Start of Text to read

Front battery installed. All factory wires were upgraded. Man this thing took me a whole day to wire. I thought it turned out nice for the amount of wires there is.


































I'm looking into adding a higher output alternator over the winter but it does real good now with just the pair of Kinetiks. 

The Polk stuff sounds real clean. The Memphis 5 channel is a great choice for those with limited space. I'm not a fan of touch screen shit so I'm not loving the head unit but it does work well. I'll see how it sounds after some more break in time.


----------



## 79 cutty (Sep 27, 2005)

Looking good man. I like the battery side posts you made, they look clean. And Memphis is always a big thumbs up! :thumbsup: :biggrin:


----------



## Airborne (Oct 23, 2005)

Very nice work my man.


----------



## Impslap (Mar 5, 2008)

VERY nice work!!! How's it sound?


----------



## BIG DIRTY (Jan 31, 2002)

THAT IS SOME SUPER NICE WORK. WAS THERE ANYWAY TO MAKE A MOUNTING PLATE SO YOU DID NOT HAVE THE STRAP. NOT TRYING TO CRISTIZE, AND TRUST ME YOU JUST GOT JACKED FOR PLANS...HAHAHHAHAHAH


----------



## OUTHOPU (Feb 24, 2006)

> _Originally posted by 79 cutty+Oct 29 2009, 10:43 AM~15502756-->
> 
> 
> 
> ...


If you mean the front battery, yes I could have done something more creative. To be honest my buddy was getting impatient since we've been working on this in our spare time for months and he wanted to enjoy it before he puts it away for winter.

I post pics for them to be used to inspire others, jack away. I always strive for clean work, thats why I take forever to get anything done.


----------



## BIG DIRTY (Jan 31, 2002)

> _Originally posted by OUTHOPU_@Oct 29 2009, 02:25 PM~15504556
> *I post pics for them to be used to inspire others, jack away. I always strive for clean work, thats why I take forever to get anything done.
> *


NO LIE, THAT IS A NICE LOOKING BATTERY HOLDER. I LIKE THE SIDE HOLDER FOR THE FUSE.


----------



## OUTHOPU (Feb 24, 2006)

There is a lot of time in that battery holder. Just need to rework the hold down (up) bar and it will look much cleaner.

I think the time was worth it in the end. The funny thing is my buddy was just going to put some plain jane kick panels in it originally. That is why I stopped messing with car audio for a while. I always get carried away with it.


----------



## -AON- (Jan 31, 2009)

It looks good. I really like the way the door pannels turned out.


----------



## OUTHOPU (Feb 24, 2006)

End of Text to read

Reproduce, word for word, the portion of the car audio forum thread that begins at the words "I'm looking into" and stops after "break in time.". The data below is taken from a separate, unrelated source.

Start of Information provided

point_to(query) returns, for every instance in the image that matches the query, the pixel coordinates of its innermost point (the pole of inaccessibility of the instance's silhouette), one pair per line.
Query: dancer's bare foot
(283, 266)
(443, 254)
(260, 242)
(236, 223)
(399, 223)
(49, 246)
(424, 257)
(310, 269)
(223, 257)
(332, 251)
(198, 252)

End of Information provided

Exercise solution
I'm looking into adding a higher output alternator over the winter but it does real good now with just the pair of Kinetiks. 

The Polk stuff sounds real clean. The Memphis 5 channel is a great choice for those with limited space. I'm not a fan of touch screen shit so I'm not loving the head unit but it does work well. I'll see how it sounds after some more break in time.